- _Exercise prompt_: Write back every record verbatim.

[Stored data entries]
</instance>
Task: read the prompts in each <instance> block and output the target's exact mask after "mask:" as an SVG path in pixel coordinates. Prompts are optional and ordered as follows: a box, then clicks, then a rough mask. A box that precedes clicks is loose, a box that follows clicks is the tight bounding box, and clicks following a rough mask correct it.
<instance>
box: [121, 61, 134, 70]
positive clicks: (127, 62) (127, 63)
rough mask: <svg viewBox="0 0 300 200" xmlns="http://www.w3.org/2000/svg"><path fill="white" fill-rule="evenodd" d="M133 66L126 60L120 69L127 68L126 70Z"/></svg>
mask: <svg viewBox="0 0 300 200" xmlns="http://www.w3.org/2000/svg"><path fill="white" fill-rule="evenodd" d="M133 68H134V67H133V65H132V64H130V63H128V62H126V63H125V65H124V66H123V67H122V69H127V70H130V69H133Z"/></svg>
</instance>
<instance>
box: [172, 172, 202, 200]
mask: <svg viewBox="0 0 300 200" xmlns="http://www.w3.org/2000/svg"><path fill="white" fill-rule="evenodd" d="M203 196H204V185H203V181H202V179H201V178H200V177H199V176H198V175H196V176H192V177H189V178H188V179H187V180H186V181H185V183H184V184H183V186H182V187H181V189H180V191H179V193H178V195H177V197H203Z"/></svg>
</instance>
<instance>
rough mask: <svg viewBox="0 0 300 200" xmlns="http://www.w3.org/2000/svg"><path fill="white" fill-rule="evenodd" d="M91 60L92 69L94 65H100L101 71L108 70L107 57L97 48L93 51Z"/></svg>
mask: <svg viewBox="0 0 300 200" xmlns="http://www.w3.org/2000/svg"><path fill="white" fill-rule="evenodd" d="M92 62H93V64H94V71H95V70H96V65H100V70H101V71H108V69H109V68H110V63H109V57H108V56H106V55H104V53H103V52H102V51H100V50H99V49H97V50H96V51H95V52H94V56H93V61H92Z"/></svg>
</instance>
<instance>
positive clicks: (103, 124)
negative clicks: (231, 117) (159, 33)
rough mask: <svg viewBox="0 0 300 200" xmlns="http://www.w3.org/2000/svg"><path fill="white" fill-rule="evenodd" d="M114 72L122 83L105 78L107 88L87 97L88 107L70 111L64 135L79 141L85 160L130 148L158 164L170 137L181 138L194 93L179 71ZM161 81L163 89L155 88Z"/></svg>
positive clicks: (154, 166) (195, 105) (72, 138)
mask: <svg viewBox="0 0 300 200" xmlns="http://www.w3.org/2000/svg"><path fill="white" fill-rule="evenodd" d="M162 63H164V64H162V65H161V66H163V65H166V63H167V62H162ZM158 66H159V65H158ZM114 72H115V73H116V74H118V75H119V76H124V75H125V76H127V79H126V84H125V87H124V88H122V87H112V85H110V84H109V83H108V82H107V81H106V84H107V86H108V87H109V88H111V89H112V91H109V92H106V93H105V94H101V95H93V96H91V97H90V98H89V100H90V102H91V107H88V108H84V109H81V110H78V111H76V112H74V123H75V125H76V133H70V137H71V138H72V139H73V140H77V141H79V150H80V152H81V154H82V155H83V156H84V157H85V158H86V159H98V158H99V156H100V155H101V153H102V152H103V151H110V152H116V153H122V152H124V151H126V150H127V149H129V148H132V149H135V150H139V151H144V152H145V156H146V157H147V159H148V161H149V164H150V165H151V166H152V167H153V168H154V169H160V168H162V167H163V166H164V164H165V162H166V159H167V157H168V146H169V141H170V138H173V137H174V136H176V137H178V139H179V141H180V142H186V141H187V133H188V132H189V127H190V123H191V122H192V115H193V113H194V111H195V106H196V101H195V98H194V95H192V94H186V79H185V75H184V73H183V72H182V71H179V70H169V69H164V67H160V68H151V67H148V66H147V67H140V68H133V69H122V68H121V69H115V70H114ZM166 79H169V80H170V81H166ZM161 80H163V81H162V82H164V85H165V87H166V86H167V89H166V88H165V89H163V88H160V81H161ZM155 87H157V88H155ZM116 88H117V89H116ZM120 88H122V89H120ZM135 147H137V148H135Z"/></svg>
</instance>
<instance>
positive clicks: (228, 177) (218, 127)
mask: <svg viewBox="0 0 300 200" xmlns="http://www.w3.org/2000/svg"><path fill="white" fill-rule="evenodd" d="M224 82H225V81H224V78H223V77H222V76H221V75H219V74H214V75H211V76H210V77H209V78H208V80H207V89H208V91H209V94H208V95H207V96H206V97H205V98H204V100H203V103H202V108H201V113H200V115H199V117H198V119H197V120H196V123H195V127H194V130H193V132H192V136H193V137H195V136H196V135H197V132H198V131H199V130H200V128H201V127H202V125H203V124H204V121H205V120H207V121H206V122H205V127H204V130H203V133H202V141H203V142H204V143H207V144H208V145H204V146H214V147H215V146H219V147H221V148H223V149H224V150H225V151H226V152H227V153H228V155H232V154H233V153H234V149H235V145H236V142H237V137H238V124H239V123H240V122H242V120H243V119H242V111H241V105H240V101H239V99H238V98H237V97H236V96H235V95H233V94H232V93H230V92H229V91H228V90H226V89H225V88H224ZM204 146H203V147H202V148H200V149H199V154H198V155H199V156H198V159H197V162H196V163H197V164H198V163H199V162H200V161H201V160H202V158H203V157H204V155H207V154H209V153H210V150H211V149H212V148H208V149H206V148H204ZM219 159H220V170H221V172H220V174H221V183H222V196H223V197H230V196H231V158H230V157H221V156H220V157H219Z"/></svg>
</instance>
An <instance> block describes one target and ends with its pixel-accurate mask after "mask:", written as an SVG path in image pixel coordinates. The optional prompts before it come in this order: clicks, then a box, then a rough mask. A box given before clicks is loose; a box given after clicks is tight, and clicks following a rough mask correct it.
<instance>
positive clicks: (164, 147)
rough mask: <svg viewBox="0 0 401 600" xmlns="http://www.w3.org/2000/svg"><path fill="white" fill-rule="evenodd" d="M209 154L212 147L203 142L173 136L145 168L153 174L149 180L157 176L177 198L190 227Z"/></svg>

- _Problem solution_:
</instance>
Task: read the prompts in each <instance> block and output the target's exact mask after "mask:" as an SVG path in pixel coordinates. Prompts are optional and ordered as follows: a box, then clicks, then a rough mask. A box that precedes clicks is loose, a box that follows clicks is the tight bounding box, and clicks following a rough mask correct it.
<instance>
box: [121, 61, 134, 70]
positive clicks: (127, 62) (127, 63)
rough mask: <svg viewBox="0 0 300 200" xmlns="http://www.w3.org/2000/svg"><path fill="white" fill-rule="evenodd" d="M133 66L126 60L120 69L127 68L126 70Z"/></svg>
mask: <svg viewBox="0 0 300 200" xmlns="http://www.w3.org/2000/svg"><path fill="white" fill-rule="evenodd" d="M133 68H134V67H133V65H132V64H130V63H128V62H126V63H125V65H124V66H123V67H122V69H127V70H130V69H133Z"/></svg>
</instance>
<instance>
box: [172, 172, 202, 200]
mask: <svg viewBox="0 0 300 200" xmlns="http://www.w3.org/2000/svg"><path fill="white" fill-rule="evenodd" d="M203 196H204V185H203V181H202V179H201V178H200V177H199V176H198V175H196V176H192V177H189V178H188V179H187V180H186V181H185V183H184V184H183V186H182V187H181V189H180V191H179V193H178V195H177V197H203Z"/></svg>
</instance>
<instance>
rough mask: <svg viewBox="0 0 300 200" xmlns="http://www.w3.org/2000/svg"><path fill="white" fill-rule="evenodd" d="M91 60L92 69L94 65H100L101 71L108 70L107 57L97 48L93 51Z"/></svg>
mask: <svg viewBox="0 0 300 200" xmlns="http://www.w3.org/2000/svg"><path fill="white" fill-rule="evenodd" d="M92 62H93V64H94V71H95V70H96V65H100V70H101V71H108V69H109V68H110V63H109V57H108V56H106V55H104V53H103V52H102V51H100V50H99V49H97V50H96V51H95V52H94V56H93V61H92Z"/></svg>
</instance>
<instance>
positive clicks: (103, 124)
negative clicks: (231, 117) (159, 33)
rough mask: <svg viewBox="0 0 300 200" xmlns="http://www.w3.org/2000/svg"><path fill="white" fill-rule="evenodd" d="M114 72L122 83L105 78L107 88L87 97L88 107L70 111L64 135L79 141L85 160L130 148L158 164L170 137L181 138L194 93L179 71ZM161 81L163 89L155 88Z"/></svg>
positive clicks: (154, 166) (195, 105) (72, 138)
mask: <svg viewBox="0 0 300 200" xmlns="http://www.w3.org/2000/svg"><path fill="white" fill-rule="evenodd" d="M162 63H164V64H162V65H161V66H163V65H166V63H167V62H162ZM158 66H159V65H158ZM114 72H115V73H116V74H118V75H119V76H124V75H125V76H127V79H126V84H125V87H124V88H122V87H112V85H110V84H109V83H108V82H107V81H106V84H107V86H108V87H109V88H111V89H112V91H109V92H106V93H105V94H101V95H93V96H91V97H90V98H89V100H90V102H91V107H88V108H84V109H81V110H78V111H76V112H74V123H75V125H76V133H70V137H71V138H72V139H73V140H77V141H79V150H80V152H81V154H82V155H83V156H84V157H85V158H86V159H98V158H99V156H100V155H101V153H102V152H103V151H110V152H116V153H122V152H124V151H126V150H127V149H129V148H132V149H135V150H139V151H144V152H145V156H146V157H147V159H148V161H149V164H150V165H151V166H152V167H153V168H154V169H160V168H162V167H163V166H164V164H165V162H166V159H167V157H168V146H169V141H170V138H173V137H174V136H176V137H178V139H179V141H180V142H186V141H187V133H188V132H189V127H190V123H191V122H192V115H193V113H194V111H195V106H196V101H195V98H194V95H192V94H186V79H185V75H184V73H183V72H182V71H179V70H169V69H164V67H160V68H151V67H148V66H147V67H140V68H133V69H122V68H121V69H115V70H114ZM166 79H169V80H170V81H166ZM161 80H163V81H162V82H164V85H165V87H166V86H167V89H166V88H165V89H163V88H160V81H161ZM155 87H157V88H155ZM116 88H117V89H116ZM120 88H122V89H120ZM135 147H137V148H135Z"/></svg>
</instance>
<instance>
positive clicks: (228, 177) (218, 127)
mask: <svg viewBox="0 0 300 200" xmlns="http://www.w3.org/2000/svg"><path fill="white" fill-rule="evenodd" d="M224 82H225V81H224V78H223V77H222V76H221V75H219V74H214V75H211V76H210V77H209V78H208V80H207V89H208V91H209V94H208V95H207V96H206V97H205V98H204V100H203V103H202V108H201V113H200V115H199V117H198V119H197V120H196V123H195V127H194V130H193V132H192V136H193V137H195V136H196V135H197V132H198V131H199V130H200V128H201V127H202V125H203V124H204V121H205V120H207V121H206V122H205V127H204V130H203V133H202V141H203V142H204V143H207V144H208V145H204V146H214V147H215V146H219V147H221V148H223V149H224V150H225V151H226V152H227V153H228V155H232V154H233V153H234V149H235V145H236V142H237V137H238V124H239V123H240V122H242V120H243V119H242V111H241V105H240V101H239V99H238V98H237V97H236V96H235V95H233V94H232V93H230V92H229V91H228V90H226V89H225V88H224ZM204 146H203V147H202V148H200V149H199V154H198V155H199V156H198V159H197V162H196V163H197V164H198V163H199V162H200V161H201V160H202V158H203V157H204V155H207V154H209V153H210V150H211V149H212V148H208V149H206V148H204ZM219 159H220V170H221V172H220V174H221V183H222V196H223V197H230V196H231V158H230V157H221V156H220V157H219Z"/></svg>
</instance>
An <instance> block describes one target and ends with its pixel-accurate mask after "mask:", written as an SVG path in image pixel coordinates. The optional prompts before it come in this order: clicks, then a box, then a rough mask. A box given before clicks is loose; a box given after clicks is tight, and clicks following a rough mask correct it.
<instance>
positive clicks: (164, 147)
rough mask: <svg viewBox="0 0 401 600" xmlns="http://www.w3.org/2000/svg"><path fill="white" fill-rule="evenodd" d="M209 154L212 147L203 142L173 136L145 168L153 174L149 180L157 176L177 198L190 227Z"/></svg>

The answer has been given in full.